■ TEXTO PROPORCIONADO
Los debutantes Damien Macé y Alexis Wajbrot, cuya carrera profesional se había andado en el apartado de los efectos cinematográficos, elaboran hábilmente una pieza que, a falta de presupuesto, logra articular la factura técnica y la interpretativa de los actores, para mantener al espectador en vilo durante la escasa hora y media de duración del metraje. Misterio, suspense, juego del «gato y el ratón», al estilo de lo que hemos visto en cintas como «Hush» (2016), de Mike Flanagan, y una nada despreciable dosis de «slasher» durante el tercer acto, son los recursos con los que el tándem realizador consigue aprobar con nota su «examen de acceso» al oficio y arte de la dirección.
Sin destacar entre las de su especie, resulta una cinta muy eficaz que merecía lograr más extensa y mejor recepción entre el público; y aunque claramente está dirigida al sector de edades comprendidas entre la adolescencia y la juventud adulta, tanto en lo que respecta a lo que viven los protagonistas, como por el contexto del contenido de redes y uso de los cacharros digitales en la «era Youtube», los de la franja más granada en tacos también podemos hallar esa parte de identificación en lo que les ocurre a los que potencialmente podrían ser nuestros vástagos.
Joe Johnson no está para dejar relajarse a la mente del espectador. Nada más empezar la película, nos sitúa en la angustiosa escena de la llamada a nombre de la policía, que recibe a plena noche Mrs. Kolbein, sola en su domicilio con su hija, advirtiéndola de que unos intrusos están en su casa, y que debe seguir las instrucciones de las autoridades. Al estilo de las películas de terror que empiezan con una pesadilla que termina súbitamente con el despertar sobresaltado de quien la padece, de repente se interrumpe este preámbulo para aterrizarnos entre cuatro jóvenes, estúpidos y caprichosos, que se dedican a gastar llamadas-broma aleatoriamente, con falsas alarmas, circunstancias amenazantes ficticias, tesituras emocionales estresantes… sólo para divertirse, y subir después las llamadas a su canal de «Youtube», conseguir sus «likes» y pasárselo teta a costa de sus angustiadas víctimas. Para ellos se trata de hacer de todos los días del año, el de las inocentadas (que los «espanish» y demás culturas de tradición cristiana identificamos perfectamente con el 28 de diciembre).

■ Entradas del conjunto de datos
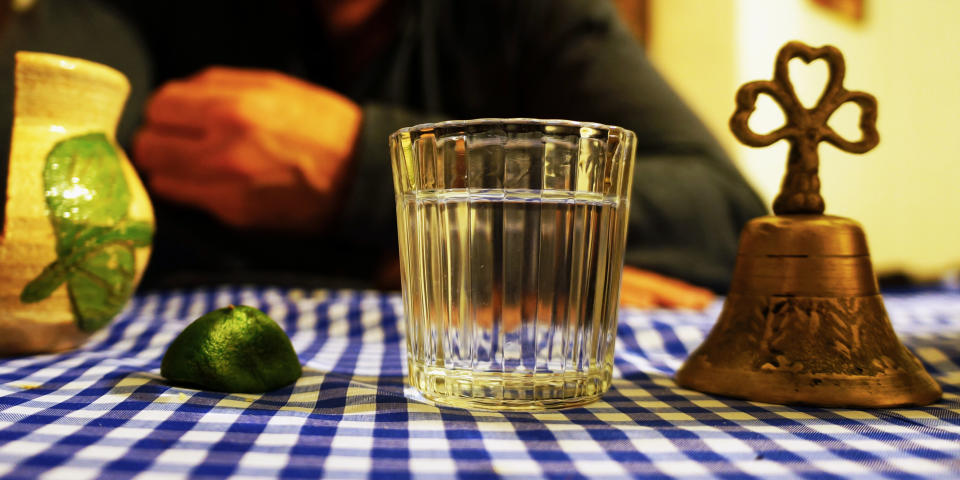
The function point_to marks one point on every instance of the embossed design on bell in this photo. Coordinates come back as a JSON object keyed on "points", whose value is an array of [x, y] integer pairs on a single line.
{"points": [[804, 322]]}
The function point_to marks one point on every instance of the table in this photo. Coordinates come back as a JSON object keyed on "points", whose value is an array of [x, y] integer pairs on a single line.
{"points": [[103, 411]]}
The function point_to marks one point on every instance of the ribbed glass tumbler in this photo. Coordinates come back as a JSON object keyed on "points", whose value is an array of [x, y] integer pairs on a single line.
{"points": [[511, 247]]}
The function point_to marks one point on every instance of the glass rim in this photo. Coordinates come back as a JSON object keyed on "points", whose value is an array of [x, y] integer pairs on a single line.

■ ENUNCIADO 1
Enumera todos los nombres propios de personas o personajes que aparecen en la reseña cinematográfica.
■ ENUNCIADO 2
Continúa la reseña cinematográfica a partir de su última oración.
Las entradas proceden de otra fuente distinta.

■ RESPUESTA ESPERADA 1
Damien Macé, Alexis Wajbrot, Mike Flanagan, Joe Johnson, Mrs. Kolbein

■ RESPUESTA ESPERADA 2
De este grupo de gamberros «teléfono-internáuticos», la mañosa cámara de Nat Hill se encargará de ubicarnos frente a lo que les ocurrirá a Sam Fuller (Greg Sulkin), Brady Mannion (Garret Clayton) y el repartidor de pizzas, y colega de borricadas, Jeff Mosley (Jack Brett Anderson); de rebote, Peyton Grey (encarnada por la hermosa actriz Bella Dayne, que hace honor a su nombre de pila), novia del primero, con el que está pasando por un proceso de ruptura relacional.
Los tres chicos, a cada cual más hermoso y atractivo (aquí se lucieron los del castin), forman un trío protagonista análogo al del título de la mítica película de Leone: «el bueno, el malo y… », en este caso no hablaríamos del «feo», sino del «tonto», figura arquetípica narrativa que le toca desempeñar a Anderson, el encargado de traerles la cena a los dos otros, amigos del alma, que constituyen una tópica pareja de amigos, cada uno con una personalidad marcadamente distinta: uno con más luces y sensible (Sam), pero que en la situación que se halla de lamerse las heridas afectivas de estar «cortando» con su pareja, se deja llevar por la desalmada iniciativa de su tocayo (Ben), un muchacho amargado, resentido en su situación vital, cruel y algo sociópata (por lo menos en lo que muestra), de pasarse una tarde-noche de «fiestuki» cervecera con pizzas a domicilio, mientras se dedican a realizar sus chanceras telefoneadas.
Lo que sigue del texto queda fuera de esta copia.